### DATASET CONTENT
==*==

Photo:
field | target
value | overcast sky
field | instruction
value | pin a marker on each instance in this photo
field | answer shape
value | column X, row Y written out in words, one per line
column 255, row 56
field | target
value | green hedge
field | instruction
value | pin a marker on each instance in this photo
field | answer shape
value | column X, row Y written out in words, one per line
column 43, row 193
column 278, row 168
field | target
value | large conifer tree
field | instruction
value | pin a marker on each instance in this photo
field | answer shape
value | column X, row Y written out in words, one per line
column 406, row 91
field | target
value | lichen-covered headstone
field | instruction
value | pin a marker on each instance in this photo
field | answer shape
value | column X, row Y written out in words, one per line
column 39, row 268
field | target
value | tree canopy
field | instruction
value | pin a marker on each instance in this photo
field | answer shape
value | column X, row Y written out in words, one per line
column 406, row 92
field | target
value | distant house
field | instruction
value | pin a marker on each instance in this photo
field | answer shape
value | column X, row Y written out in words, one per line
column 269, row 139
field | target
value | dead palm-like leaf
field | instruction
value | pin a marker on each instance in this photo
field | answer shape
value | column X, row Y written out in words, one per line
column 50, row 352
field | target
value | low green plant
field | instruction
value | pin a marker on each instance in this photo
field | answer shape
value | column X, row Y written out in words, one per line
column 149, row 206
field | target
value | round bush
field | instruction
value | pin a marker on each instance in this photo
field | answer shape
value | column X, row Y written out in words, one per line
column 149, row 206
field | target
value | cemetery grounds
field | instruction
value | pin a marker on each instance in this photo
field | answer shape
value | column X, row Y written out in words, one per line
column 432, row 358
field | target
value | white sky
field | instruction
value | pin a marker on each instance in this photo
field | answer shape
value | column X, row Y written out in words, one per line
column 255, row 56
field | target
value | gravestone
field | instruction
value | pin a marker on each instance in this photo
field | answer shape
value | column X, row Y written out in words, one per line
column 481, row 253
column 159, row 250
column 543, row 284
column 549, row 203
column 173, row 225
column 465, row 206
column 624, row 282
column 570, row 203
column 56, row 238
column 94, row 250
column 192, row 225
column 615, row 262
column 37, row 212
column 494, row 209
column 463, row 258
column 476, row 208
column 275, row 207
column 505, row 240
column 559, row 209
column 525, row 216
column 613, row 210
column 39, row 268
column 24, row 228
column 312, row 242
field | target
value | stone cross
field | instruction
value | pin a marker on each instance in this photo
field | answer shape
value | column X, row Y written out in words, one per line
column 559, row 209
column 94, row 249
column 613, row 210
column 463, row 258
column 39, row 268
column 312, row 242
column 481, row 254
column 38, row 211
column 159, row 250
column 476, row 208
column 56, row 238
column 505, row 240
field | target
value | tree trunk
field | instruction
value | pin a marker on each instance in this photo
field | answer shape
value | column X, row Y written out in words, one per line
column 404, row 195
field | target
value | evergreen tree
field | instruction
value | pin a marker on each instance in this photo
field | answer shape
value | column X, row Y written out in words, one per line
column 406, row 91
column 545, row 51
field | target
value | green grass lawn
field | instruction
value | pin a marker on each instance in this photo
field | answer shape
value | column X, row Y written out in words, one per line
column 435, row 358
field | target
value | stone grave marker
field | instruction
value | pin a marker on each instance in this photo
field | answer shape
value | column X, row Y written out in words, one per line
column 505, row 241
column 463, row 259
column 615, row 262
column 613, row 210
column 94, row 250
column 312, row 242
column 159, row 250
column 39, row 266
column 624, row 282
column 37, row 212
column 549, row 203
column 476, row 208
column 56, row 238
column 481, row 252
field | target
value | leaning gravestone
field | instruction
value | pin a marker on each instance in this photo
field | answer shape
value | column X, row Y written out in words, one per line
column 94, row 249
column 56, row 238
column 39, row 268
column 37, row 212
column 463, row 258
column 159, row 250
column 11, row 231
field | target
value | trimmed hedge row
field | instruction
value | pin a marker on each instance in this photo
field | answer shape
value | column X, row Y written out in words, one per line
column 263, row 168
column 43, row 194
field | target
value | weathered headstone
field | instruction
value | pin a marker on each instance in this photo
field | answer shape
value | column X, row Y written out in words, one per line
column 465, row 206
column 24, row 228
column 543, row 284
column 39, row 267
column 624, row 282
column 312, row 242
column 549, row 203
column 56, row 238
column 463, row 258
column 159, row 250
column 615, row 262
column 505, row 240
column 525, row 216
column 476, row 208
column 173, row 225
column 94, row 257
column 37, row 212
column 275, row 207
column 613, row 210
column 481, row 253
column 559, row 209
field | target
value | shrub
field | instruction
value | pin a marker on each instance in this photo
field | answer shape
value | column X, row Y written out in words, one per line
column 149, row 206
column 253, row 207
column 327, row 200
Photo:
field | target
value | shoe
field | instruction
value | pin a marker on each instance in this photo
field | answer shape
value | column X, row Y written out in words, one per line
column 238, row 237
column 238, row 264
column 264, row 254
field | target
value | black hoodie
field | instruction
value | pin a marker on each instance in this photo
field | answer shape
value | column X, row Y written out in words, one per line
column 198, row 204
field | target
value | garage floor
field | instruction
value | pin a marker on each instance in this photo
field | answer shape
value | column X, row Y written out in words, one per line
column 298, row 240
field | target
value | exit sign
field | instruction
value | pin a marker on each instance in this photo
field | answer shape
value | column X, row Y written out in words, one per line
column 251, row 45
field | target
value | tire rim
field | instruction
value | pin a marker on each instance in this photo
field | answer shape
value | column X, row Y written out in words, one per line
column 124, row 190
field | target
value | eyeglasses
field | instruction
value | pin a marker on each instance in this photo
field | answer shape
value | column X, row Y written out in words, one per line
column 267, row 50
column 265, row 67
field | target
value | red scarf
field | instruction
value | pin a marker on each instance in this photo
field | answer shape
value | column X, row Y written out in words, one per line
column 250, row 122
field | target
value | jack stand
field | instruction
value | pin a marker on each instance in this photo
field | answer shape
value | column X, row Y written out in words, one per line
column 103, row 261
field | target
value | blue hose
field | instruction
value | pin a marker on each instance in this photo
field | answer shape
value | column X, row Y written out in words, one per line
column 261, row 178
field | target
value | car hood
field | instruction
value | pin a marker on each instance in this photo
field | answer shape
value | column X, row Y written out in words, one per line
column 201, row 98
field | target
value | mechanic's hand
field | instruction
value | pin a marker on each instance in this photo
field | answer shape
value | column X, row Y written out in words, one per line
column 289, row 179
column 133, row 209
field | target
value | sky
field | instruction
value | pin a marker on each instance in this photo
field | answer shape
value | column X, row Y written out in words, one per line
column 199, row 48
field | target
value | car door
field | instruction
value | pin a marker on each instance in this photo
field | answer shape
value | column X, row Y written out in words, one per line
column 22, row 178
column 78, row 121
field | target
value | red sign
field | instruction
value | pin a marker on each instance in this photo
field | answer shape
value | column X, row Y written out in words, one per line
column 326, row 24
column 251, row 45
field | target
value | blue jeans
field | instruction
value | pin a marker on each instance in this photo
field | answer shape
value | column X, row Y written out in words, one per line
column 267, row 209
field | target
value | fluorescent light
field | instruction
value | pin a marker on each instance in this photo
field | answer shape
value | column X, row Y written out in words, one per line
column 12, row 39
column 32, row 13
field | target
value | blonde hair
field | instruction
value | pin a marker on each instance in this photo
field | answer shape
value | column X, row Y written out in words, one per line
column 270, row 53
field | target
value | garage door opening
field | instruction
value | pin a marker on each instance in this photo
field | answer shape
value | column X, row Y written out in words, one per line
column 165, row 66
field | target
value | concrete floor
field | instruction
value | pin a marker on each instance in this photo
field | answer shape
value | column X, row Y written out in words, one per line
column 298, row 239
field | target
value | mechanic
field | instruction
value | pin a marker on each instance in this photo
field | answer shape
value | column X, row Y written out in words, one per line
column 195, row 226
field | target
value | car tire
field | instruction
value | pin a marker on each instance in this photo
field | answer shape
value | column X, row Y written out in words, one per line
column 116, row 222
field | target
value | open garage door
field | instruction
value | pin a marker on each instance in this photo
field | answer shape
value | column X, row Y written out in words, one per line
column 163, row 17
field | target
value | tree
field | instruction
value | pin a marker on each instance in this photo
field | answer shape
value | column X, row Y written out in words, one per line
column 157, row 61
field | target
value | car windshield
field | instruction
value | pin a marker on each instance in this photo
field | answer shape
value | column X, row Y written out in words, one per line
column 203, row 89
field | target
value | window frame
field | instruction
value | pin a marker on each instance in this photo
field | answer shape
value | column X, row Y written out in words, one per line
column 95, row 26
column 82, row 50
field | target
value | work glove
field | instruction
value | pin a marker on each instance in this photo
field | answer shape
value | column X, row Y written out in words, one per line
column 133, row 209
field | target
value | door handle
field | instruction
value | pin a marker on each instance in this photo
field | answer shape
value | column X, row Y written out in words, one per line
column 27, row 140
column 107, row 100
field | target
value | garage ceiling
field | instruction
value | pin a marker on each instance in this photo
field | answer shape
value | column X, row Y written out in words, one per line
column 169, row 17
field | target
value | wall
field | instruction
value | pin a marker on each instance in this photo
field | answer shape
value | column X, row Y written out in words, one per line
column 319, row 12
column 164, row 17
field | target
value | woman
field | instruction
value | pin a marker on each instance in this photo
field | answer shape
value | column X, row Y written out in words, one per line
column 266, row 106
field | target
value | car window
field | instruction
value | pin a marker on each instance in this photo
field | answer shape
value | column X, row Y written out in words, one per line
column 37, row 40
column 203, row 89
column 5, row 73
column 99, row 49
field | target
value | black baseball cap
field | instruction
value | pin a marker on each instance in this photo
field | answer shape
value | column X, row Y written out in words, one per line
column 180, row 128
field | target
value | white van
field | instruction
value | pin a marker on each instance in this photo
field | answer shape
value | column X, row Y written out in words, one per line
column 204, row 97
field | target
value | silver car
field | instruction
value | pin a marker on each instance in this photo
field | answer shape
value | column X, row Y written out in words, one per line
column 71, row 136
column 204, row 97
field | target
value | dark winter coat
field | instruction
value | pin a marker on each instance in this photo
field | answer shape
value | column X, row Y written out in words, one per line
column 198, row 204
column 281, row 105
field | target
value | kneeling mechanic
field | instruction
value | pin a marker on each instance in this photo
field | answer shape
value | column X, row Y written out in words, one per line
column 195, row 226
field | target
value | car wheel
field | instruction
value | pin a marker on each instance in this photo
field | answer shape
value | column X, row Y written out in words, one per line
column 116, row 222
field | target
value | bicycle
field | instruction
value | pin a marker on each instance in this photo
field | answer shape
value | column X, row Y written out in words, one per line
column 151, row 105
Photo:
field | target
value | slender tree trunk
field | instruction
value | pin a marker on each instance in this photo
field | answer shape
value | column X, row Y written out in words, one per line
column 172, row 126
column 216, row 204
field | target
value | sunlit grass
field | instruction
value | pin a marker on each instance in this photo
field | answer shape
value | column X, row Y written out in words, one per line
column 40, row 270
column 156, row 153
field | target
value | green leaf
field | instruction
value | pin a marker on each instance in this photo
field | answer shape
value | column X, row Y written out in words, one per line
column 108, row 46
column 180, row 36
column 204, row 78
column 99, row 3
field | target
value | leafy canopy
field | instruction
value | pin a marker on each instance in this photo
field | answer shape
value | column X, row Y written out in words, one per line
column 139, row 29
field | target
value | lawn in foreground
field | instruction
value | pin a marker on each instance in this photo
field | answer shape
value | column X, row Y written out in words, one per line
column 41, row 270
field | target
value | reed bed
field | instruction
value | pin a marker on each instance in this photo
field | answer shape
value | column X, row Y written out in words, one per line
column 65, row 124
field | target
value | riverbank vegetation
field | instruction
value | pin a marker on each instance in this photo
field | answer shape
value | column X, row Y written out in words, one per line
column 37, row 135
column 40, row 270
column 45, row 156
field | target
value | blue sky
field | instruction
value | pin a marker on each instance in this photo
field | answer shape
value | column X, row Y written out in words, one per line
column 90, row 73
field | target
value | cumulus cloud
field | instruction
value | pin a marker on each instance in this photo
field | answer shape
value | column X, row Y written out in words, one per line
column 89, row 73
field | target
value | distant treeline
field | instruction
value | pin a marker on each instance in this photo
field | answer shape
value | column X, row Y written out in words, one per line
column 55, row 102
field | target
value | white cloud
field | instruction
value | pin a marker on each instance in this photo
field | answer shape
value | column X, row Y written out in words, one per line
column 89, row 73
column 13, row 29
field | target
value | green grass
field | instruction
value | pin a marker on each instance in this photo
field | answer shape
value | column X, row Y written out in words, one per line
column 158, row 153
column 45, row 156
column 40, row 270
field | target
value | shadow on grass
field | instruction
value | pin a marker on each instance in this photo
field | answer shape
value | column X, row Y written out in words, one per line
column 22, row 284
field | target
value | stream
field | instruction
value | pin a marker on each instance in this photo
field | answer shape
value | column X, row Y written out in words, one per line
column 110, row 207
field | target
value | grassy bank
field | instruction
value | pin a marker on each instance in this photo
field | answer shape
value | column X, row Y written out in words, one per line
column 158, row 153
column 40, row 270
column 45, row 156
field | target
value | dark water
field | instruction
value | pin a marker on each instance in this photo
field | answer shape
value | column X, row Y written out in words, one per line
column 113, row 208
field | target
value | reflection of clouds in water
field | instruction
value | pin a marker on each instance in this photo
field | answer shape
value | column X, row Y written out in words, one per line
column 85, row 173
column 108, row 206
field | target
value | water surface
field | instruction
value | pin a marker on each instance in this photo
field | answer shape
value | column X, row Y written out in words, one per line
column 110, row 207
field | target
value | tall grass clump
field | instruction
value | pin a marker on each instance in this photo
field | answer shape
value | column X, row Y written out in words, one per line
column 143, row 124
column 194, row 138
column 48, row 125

==*==

### WHAT THE TASK ASKS
Reproduce the records word for word, from their first line through the line containing "column 432, row 358", with that line included.

### TASK ANSWER
Photo:
field | target
value | overcast sky
field | instruction
value | pin a marker on each instance in this photo
field | answer shape
value | column X, row Y written out in words, one per line
column 255, row 56
field | target
value | green hedge
field | instruction
value | pin a marker on each instance in this photo
field | answer shape
value | column X, row Y written out in words, one per line
column 43, row 193
column 278, row 168
field | target
value | large conifer tree
field | instruction
value | pin a marker on each instance in this photo
field | answer shape
value | column X, row Y written out in words, one per line
column 406, row 91
field | target
value | lichen-covered headstone
field | instruction
value | pin a marker on each instance in this photo
field | answer shape
value | column X, row Y written out in words, one per line
column 39, row 268
field | target
value | tree canopy
field | instruction
value | pin a marker on each instance in this photo
field | answer shape
value | column X, row Y written out in words, one per line
column 406, row 92
field | target
value | distant house
field | instruction
value | pin a marker on each instance in this photo
field | answer shape
value | column X, row Y written out in words, one per line
column 269, row 139
field | target
value | dead palm-like leaf
field | instruction
value | pin a marker on each instance in this photo
field | answer shape
value | column X, row Y written out in words, one per line
column 50, row 352
field | target
value | low green plant
field | instruction
value | pin a marker on each instance in this photo
field | answer shape
value | column X, row Y written out in words, one per line
column 149, row 206
field | target
value | round bush
field | instruction
value | pin a marker on each instance in this photo
field | answer shape
value | column X, row Y written out in words, one per line
column 149, row 206
field | target
value | cemetery grounds
field | instruction
value | pin a marker on each instance in this photo
field | answer shape
value | column X, row Y written out in words, one per line
column 432, row 358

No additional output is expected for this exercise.